[Dataset excerpts]

------------------------------------------------------------------------

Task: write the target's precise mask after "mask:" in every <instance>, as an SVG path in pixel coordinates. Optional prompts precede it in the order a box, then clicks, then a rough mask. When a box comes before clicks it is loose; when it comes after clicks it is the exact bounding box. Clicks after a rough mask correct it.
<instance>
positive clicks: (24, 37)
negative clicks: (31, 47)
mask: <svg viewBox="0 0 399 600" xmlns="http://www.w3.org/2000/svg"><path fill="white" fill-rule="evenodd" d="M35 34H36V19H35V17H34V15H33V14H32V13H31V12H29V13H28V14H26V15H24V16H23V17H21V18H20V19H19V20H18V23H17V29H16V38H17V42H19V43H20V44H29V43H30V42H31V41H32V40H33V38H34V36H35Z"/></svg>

------------------------------------------------------------------------

→ Task brief: Once you have read the data, copy all of it out exactly.

→ Exercise response:
Task: write the target's precise mask after "mask:" in every <instance>, as an SVG path in pixel coordinates. Optional prompts precede it in the order a box, then clicks, then a rough mask. When a box comes before clicks it is loose; when it comes after clicks it is the exact bounding box. Clicks after a rough mask correct it.
<instance>
positive clicks: (24, 37)
negative clicks: (31, 47)
mask: <svg viewBox="0 0 399 600" xmlns="http://www.w3.org/2000/svg"><path fill="white" fill-rule="evenodd" d="M35 34H36V19H35V17H34V15H33V14H32V13H31V12H29V13H28V14H26V15H24V16H23V17H21V18H20V19H19V20H18V23H17V29H16V38H17V42H19V43H20V44H29V43H30V42H31V41H32V40H33V38H34V36H35Z"/></svg>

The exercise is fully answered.